§ What to produce
Find out how many lines in the records have the string "control" in them, and state only that number.

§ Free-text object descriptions
::::::::

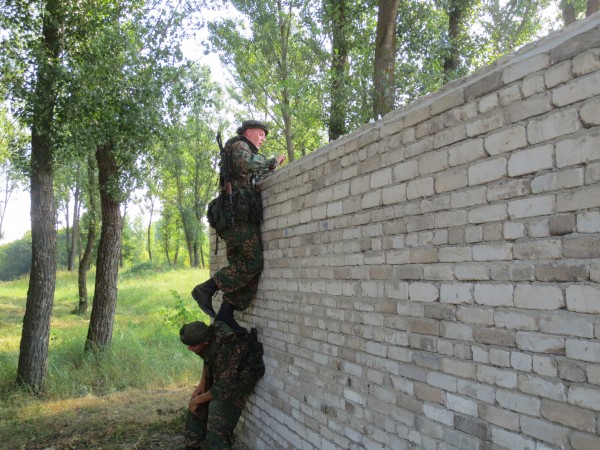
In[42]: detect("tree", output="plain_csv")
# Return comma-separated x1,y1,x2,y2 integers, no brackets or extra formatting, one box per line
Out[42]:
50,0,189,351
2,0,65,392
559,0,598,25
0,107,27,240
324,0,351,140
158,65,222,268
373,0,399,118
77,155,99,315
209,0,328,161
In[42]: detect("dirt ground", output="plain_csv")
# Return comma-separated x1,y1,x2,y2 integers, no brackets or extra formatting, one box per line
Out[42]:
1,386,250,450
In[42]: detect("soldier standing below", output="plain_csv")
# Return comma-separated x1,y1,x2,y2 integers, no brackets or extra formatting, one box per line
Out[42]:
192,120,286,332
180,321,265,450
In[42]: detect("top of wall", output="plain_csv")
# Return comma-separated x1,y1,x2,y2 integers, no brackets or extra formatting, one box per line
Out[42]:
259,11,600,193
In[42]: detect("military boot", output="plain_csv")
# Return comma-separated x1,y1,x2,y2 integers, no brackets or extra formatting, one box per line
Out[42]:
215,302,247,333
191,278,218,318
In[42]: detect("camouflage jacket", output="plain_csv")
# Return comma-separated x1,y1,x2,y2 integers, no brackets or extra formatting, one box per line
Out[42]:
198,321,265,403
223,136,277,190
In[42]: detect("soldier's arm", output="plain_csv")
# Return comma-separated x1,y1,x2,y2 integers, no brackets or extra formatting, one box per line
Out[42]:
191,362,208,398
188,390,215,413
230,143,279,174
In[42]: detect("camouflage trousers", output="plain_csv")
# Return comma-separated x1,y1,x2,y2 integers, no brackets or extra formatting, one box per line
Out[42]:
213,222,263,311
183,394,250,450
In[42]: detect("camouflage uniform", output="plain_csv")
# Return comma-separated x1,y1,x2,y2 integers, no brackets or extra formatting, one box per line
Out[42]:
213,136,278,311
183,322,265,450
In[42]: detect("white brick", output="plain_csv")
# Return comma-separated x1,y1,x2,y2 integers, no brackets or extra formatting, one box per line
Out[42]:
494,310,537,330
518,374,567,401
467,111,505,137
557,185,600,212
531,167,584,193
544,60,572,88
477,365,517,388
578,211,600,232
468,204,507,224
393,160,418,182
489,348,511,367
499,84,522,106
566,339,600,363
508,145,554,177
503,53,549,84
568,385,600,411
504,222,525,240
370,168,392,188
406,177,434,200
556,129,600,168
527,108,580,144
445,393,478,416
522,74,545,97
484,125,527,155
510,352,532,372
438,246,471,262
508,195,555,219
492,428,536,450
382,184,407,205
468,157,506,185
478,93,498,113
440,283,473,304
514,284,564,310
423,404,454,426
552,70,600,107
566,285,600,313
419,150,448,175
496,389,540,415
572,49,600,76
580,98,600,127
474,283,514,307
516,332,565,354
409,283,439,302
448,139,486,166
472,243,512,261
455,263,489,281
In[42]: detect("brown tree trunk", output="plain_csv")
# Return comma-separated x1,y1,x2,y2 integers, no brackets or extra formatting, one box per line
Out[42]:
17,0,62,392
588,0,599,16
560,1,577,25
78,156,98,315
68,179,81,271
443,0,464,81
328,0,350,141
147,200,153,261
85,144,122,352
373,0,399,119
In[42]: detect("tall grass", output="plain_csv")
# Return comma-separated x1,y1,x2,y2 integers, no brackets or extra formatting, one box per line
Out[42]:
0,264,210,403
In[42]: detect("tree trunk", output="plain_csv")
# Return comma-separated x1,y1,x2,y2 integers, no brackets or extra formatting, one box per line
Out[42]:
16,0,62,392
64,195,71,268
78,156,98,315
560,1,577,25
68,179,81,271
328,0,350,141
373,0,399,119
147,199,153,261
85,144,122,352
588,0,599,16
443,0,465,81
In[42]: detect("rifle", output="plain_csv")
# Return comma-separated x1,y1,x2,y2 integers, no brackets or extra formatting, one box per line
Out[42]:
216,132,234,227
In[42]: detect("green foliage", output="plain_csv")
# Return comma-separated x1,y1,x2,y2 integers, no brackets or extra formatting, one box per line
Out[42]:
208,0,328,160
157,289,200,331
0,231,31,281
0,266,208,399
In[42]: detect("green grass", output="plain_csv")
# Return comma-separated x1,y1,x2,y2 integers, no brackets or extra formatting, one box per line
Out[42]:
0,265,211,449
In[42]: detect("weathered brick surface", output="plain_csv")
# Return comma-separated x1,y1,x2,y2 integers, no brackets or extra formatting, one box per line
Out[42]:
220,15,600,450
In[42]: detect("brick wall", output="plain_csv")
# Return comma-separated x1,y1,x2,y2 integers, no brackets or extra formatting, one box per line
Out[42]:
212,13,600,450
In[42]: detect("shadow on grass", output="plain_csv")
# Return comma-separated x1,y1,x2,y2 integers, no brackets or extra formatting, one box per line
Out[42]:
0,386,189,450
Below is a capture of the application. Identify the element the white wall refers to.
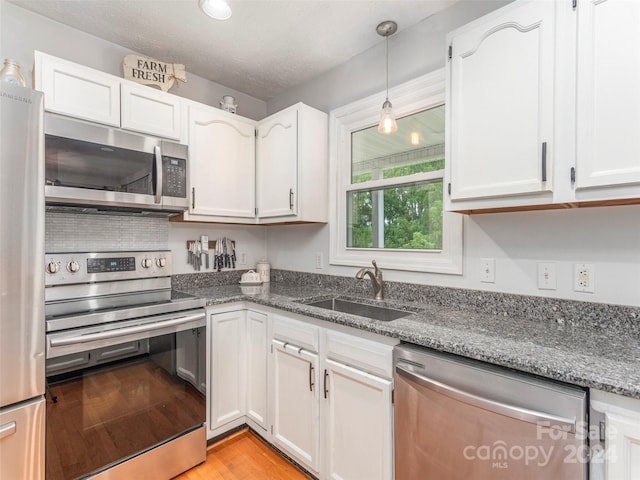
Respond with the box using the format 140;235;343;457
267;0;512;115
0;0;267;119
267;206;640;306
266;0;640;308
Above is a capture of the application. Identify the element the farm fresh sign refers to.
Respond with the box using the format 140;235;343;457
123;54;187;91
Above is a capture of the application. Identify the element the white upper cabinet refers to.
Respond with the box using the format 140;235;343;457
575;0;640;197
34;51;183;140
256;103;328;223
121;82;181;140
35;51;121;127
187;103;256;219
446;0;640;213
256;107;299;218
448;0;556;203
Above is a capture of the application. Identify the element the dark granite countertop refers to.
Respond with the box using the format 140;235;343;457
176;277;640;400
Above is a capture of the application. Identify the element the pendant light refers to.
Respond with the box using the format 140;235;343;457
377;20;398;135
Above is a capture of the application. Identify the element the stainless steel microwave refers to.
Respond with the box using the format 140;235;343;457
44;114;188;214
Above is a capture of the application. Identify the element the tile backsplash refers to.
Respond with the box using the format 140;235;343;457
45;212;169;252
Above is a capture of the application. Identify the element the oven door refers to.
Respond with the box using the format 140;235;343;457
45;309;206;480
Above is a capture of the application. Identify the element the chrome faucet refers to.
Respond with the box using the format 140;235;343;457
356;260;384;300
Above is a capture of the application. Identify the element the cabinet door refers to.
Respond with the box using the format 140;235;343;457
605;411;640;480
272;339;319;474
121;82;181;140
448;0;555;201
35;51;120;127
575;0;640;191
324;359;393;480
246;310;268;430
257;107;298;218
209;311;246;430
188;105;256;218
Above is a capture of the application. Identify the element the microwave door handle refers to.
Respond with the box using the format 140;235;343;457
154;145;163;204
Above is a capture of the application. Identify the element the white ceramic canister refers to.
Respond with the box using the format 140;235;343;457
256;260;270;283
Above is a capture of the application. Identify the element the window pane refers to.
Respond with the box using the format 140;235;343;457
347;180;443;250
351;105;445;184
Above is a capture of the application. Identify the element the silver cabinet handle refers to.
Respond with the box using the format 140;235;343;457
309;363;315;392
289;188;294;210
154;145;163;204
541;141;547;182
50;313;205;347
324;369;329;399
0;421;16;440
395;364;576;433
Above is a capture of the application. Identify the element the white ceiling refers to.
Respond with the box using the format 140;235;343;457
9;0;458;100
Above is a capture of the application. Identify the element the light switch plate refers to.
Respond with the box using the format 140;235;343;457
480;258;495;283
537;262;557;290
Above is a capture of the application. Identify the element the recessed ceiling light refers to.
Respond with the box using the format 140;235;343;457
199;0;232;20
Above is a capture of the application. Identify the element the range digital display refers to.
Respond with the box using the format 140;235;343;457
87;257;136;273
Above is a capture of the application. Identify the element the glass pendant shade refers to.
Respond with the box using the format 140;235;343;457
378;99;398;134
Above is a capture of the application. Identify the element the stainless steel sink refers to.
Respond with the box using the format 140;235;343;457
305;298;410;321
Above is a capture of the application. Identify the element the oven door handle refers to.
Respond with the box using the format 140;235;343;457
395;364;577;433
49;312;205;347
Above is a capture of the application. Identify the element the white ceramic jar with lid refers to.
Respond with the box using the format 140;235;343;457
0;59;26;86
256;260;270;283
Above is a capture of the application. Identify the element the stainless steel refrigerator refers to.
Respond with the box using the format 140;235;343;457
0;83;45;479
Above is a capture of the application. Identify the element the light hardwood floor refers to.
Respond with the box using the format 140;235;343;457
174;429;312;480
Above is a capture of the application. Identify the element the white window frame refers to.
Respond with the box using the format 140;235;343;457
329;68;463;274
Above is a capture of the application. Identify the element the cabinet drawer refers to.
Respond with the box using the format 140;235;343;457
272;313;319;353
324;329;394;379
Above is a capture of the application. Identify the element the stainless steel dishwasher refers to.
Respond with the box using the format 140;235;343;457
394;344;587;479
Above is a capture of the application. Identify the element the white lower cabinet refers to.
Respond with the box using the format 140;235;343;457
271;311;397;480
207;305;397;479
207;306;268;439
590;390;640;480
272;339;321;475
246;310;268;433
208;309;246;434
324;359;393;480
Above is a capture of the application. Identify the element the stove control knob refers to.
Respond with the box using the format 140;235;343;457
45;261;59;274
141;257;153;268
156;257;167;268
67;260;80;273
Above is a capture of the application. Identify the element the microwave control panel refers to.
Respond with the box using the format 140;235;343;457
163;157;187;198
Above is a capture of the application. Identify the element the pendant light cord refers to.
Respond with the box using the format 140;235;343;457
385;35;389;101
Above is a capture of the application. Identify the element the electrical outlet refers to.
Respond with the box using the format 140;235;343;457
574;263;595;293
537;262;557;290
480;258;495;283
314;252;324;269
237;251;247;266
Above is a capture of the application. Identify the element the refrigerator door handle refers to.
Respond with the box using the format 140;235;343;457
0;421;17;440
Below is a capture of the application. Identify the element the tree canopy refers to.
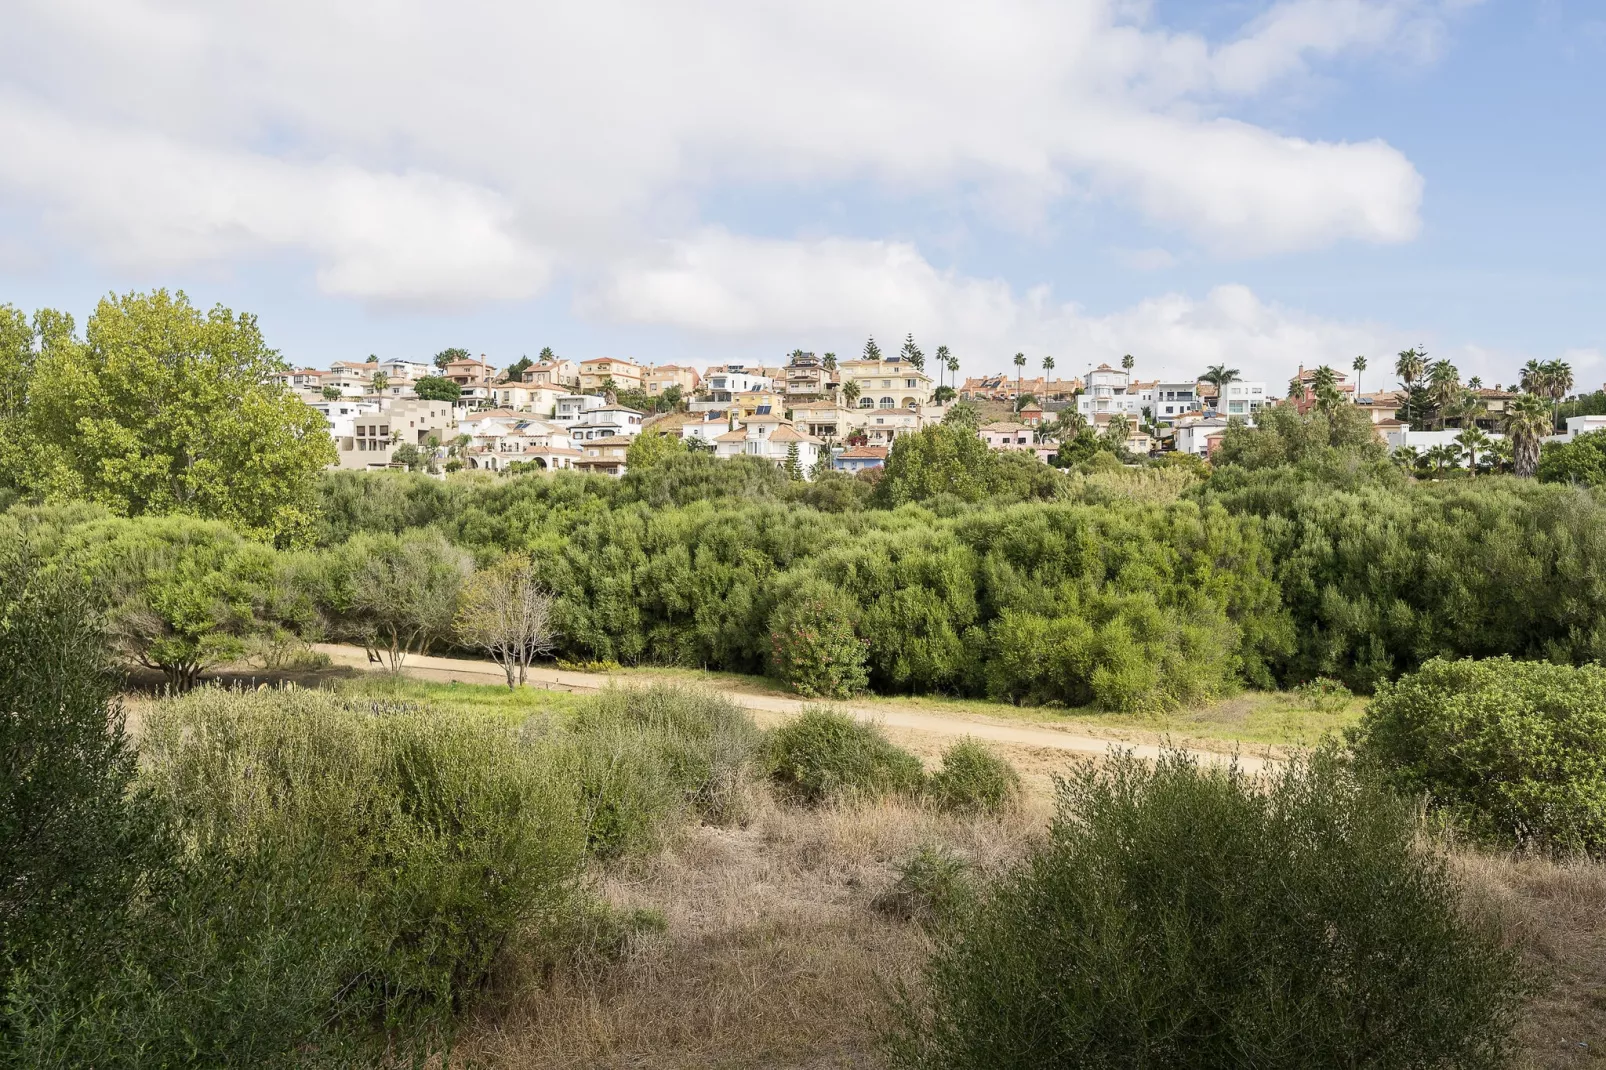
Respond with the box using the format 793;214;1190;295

::::::::

§ Written response
2